====== TEXTO APRESENTADO

♡ sobre a coragem de ser (vista como) uma iniciante
e o desafio de continuar sendo — até não ser mais
desde que me lembro, nunca fui do tipo de pessoa que acredita em talentos e dons inatos. sempre tendi a enxergar a competência das pessoas — minha e dos outros — como habilidades que poderiam ser aprendidas e aprimoradas, contanto que eu tivesse a oportunidade e a dedicação para praticá-las com frequência por tempo o bastante.
e ao longo dos anos, essa minha forma de ver as coisas apenas se intensificou. ainda hoje, acredito que a única coisa capaz de me impedir de aprender a fazer algo que eu queira é se eu mesma decidir parar de tentar — ainda que, algumas vezes, essa decisão acabe sendo influenciada também por motivos externos, como a falta de tempo e dinheiro.
porém, além dos motivos internos mais comuns — preguiça, impaciência e frustração com o processo de aprendizagem —, venho observando que há também um outro fator que tem um impacto bastante determinante sobre o quão provável (ou improvável) é eu conseguir me manter constante no aprendizado daquela determinada habilidade.
esse fator é o que eu venho chamando de “necessidade de ser vista como uma iniciante”.
pelo que vim observando, eu tenho muito mais facilidade — e uma probabilidade muito maior — de me manter progredindo no desenvolvimento de uma habilidade se ela não exigir que eu seja vista como uma iniciante.
mas o que exatamente significa isso?
ao meu ver, existem habilidades que podem ser praticadas sozinho, sem que você precise se expor de forma alguma diante dos olhos de outras pessoas, podendo em vez disso se aprimorar em privado e trazer à público apenas os resultados que você vê com orgulho. podendo assim revelar essa habilidade apenas depois que já se considerar bom nela, sem nunca precisar mostrar aos outros sua fase de iniciante, se não quiser. essas habilidades são coisas como desenhar, pintar, escrever, tricotar, tocar um instrumento musical, cozinhar…
claro que, se escolher aprender essas coisas diretamente com um professor, acabará se expondo diante dele. mas, com as possibilidades que a internet oferece atualmente, também é possível encontrar alternativas — como tutoriais e cursos online pré-gravados — nas quais isso não precise acontecer.
mas, por outro lado, existem as habilidades que necessariamente envolvem algum nível de exposição ainda durante a fase em que você é um iniciante. são habilidades como falar em público, divulgar e vender produtos, ensinar, se comunicar com outras pessoas em geral…
se você quiser, é possível praticar desenho ao ponto de se tornar competente nisso sem precisar mostrar seus primeiros rabiscos para ninguém. é possível tricotar vários cachecóis inteiros sem que você precise mostrar para outra pessoa todos os buracos não intencionais que acabaram se formando nas suas primeiras peças.

============
====== LINHAS

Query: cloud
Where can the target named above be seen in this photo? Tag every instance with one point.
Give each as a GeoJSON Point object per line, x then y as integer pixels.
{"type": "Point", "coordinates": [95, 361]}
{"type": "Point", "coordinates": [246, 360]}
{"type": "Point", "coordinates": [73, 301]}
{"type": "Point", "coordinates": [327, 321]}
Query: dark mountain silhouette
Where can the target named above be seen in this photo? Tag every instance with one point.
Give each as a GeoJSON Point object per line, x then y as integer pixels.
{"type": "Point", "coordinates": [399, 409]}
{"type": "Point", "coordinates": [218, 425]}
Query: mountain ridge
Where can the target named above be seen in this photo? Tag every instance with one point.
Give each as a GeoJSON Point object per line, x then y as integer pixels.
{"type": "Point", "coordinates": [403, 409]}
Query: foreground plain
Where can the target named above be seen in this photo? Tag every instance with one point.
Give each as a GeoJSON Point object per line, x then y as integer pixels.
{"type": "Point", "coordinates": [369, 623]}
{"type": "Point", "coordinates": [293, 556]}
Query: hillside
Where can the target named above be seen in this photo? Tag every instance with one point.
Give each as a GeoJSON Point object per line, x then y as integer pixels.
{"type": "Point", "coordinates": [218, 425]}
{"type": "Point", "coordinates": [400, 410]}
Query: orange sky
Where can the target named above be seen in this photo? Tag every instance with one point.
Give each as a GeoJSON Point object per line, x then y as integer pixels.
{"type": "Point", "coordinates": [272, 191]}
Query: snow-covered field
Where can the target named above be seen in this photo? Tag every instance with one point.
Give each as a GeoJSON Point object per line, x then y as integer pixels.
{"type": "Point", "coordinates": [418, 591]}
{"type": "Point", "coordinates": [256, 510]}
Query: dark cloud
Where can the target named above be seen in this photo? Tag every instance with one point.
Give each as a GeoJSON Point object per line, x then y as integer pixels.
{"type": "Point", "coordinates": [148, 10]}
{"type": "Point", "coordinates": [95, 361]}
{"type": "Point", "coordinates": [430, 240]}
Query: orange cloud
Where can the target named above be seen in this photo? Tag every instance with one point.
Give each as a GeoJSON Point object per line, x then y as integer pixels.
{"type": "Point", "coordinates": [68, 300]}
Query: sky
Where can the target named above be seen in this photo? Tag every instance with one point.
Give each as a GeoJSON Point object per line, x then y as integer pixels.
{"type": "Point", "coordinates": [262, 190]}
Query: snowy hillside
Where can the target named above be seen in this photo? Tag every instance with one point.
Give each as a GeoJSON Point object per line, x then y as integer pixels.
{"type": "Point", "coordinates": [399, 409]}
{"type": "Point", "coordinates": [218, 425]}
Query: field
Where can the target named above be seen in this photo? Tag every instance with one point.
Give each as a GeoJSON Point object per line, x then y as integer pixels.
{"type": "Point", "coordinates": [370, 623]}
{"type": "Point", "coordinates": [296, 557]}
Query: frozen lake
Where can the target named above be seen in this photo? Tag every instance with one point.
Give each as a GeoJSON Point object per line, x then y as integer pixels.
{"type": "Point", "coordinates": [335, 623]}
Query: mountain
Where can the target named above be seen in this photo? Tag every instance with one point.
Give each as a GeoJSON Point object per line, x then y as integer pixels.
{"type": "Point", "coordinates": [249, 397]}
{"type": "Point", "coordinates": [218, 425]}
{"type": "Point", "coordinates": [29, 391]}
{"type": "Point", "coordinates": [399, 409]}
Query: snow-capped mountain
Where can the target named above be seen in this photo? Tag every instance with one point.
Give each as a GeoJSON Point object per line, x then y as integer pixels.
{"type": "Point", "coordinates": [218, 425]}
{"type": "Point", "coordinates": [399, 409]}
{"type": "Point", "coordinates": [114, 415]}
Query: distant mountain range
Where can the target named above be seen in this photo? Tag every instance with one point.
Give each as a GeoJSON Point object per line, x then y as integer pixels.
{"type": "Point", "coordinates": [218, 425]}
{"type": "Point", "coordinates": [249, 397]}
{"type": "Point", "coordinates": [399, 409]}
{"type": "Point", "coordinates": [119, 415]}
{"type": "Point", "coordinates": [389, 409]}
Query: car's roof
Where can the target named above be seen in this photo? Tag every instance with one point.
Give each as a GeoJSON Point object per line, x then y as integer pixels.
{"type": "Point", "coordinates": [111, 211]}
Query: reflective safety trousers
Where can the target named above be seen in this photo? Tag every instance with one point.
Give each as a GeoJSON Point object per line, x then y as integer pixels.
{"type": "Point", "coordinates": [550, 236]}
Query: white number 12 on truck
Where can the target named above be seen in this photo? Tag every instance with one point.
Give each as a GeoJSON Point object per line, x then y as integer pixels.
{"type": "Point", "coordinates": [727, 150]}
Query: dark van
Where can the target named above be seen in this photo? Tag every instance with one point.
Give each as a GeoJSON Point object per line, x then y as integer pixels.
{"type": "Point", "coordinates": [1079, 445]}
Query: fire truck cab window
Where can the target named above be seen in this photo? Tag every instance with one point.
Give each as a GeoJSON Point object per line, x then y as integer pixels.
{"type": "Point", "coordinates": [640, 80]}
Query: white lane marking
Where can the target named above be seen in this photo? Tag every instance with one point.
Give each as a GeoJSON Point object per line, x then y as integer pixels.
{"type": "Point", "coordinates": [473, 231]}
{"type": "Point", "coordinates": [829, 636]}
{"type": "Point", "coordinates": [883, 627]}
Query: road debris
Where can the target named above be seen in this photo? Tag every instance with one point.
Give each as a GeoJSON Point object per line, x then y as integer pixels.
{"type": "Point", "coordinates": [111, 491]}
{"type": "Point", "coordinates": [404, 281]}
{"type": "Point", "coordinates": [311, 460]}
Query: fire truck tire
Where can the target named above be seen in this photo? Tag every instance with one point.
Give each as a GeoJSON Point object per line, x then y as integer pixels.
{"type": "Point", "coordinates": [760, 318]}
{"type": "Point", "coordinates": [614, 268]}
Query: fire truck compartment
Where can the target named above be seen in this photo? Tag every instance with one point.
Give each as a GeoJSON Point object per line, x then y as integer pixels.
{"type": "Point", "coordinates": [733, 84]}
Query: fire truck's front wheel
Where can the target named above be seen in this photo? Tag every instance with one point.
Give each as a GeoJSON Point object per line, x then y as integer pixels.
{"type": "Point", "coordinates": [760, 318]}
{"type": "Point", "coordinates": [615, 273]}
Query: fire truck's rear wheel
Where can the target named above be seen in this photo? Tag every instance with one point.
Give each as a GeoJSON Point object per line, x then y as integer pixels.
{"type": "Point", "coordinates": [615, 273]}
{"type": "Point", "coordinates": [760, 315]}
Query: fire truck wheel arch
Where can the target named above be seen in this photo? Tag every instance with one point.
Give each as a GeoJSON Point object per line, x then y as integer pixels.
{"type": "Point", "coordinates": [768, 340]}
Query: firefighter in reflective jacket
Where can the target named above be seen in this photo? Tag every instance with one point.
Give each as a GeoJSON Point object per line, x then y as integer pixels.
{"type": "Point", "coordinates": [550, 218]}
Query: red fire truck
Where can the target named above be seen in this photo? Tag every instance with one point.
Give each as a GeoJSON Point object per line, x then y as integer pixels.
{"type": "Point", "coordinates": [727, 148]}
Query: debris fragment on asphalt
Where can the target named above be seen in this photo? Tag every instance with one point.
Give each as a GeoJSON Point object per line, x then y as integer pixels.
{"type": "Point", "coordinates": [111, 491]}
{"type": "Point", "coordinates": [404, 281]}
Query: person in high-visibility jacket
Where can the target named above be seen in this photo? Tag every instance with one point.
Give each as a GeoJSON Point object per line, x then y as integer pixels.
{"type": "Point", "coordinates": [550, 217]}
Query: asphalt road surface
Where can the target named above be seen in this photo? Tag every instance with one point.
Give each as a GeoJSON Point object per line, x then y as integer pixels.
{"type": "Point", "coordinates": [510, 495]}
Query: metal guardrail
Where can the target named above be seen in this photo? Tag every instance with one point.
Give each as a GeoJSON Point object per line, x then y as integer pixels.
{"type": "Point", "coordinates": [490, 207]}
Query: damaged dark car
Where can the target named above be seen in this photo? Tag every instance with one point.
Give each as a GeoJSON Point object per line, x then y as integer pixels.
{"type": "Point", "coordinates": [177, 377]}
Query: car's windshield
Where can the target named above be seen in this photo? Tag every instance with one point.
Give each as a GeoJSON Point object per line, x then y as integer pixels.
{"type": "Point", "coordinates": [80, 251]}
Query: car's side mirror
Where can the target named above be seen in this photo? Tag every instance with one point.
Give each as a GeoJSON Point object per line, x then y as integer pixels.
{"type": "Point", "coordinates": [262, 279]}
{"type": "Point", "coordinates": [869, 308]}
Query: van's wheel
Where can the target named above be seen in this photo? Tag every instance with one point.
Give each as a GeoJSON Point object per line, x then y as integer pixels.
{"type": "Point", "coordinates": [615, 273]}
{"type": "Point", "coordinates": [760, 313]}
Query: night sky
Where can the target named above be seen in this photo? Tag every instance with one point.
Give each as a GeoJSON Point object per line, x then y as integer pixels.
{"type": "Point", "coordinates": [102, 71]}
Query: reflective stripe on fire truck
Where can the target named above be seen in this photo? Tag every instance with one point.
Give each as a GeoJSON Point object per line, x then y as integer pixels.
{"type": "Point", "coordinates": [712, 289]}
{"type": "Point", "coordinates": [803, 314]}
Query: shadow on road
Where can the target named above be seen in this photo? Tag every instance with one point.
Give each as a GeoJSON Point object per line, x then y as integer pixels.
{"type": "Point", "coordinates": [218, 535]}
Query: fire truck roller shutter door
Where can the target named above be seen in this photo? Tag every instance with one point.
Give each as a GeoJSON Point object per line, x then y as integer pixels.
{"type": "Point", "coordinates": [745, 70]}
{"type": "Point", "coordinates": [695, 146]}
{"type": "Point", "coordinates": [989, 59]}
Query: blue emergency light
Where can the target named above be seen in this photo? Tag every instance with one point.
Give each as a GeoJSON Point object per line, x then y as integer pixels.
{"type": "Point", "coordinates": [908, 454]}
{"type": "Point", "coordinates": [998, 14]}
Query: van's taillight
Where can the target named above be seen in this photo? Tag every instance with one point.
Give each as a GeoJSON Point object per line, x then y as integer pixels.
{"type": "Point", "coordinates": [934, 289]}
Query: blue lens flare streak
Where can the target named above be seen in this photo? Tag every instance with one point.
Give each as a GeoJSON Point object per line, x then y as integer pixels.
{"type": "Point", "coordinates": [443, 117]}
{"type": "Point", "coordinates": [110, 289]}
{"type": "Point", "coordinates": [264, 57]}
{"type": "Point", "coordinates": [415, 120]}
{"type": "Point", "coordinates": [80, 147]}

============

■ O QUE FAZER
Diga se cada afirmação a seguir concorda com o texto sobre ser iniciante, respondendo sim ou não e citando literalmente as palavras do texto que decidem a questão. (a) O texto afirma acreditar em talentos e dons inatos. (b) O texto inclui tricotar entre as habilidades que podem ser praticadas sem exposição a outras pessoas. (c) O texto inclui ensinar entre as habilidades que envolvem exposição ainda na fase de iniciante.

■ SOLUÇÃO
(a) Não: “nunca fui do tipo de pessoa que acredita em talentos e dons inatos”.
(b) Sim: “essas habilidades são coisas como desenhar, pintar, escrever, tricotar, tocar um instrumento musical, cozinhar…”.
(c) Sim: “são habilidades como falar em público, divulgar e vender produtos, ensinar, se comunicar com outras pessoas em geral…”.